Copy each of the following records verbatim, line for line.

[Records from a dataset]
____
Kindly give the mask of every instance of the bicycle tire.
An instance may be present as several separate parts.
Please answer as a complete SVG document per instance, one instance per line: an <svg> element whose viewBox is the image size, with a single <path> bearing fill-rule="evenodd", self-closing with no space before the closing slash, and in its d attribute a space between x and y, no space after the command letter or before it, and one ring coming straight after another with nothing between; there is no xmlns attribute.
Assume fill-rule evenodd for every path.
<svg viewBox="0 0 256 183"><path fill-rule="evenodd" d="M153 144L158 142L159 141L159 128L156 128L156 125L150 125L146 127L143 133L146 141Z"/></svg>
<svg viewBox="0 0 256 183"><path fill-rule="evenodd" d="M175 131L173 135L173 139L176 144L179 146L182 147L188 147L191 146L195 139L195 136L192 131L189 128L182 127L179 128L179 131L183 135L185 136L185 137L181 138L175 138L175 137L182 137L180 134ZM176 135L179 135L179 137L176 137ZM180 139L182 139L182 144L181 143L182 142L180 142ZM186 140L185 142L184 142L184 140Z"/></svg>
____
Solution for this problem ▸
Kindly give the mask of every instance of the bicycle tire.
An instance may be present as several separate parts.
Please answer as a complete SVG document per instance, one instance per line: an <svg> element whose viewBox is the image size, with a single <path> bearing fill-rule="evenodd", self-closing with no space before the closing slash, and in its d attribute a space between x and y, no space after the command letter or before it, and one ring coming straight after another with nothing between; there is no xmlns attribute.
Assume fill-rule evenodd for every path.
<svg viewBox="0 0 256 183"><path fill-rule="evenodd" d="M153 144L158 142L159 141L159 128L156 128L156 125L150 125L146 127L143 133L146 141Z"/></svg>
<svg viewBox="0 0 256 183"><path fill-rule="evenodd" d="M175 131L173 135L173 139L176 144L179 146L182 147L188 147L191 146L195 139L195 136L192 131L189 128L182 127L179 128L179 131L183 135L185 136L185 137L181 138L175 138L175 137L182 137L180 134ZM176 135L179 135L179 137L176 137ZM180 139L182 139L182 144L181 143L182 142L180 142ZM186 140L185 142L184 142L184 140Z"/></svg>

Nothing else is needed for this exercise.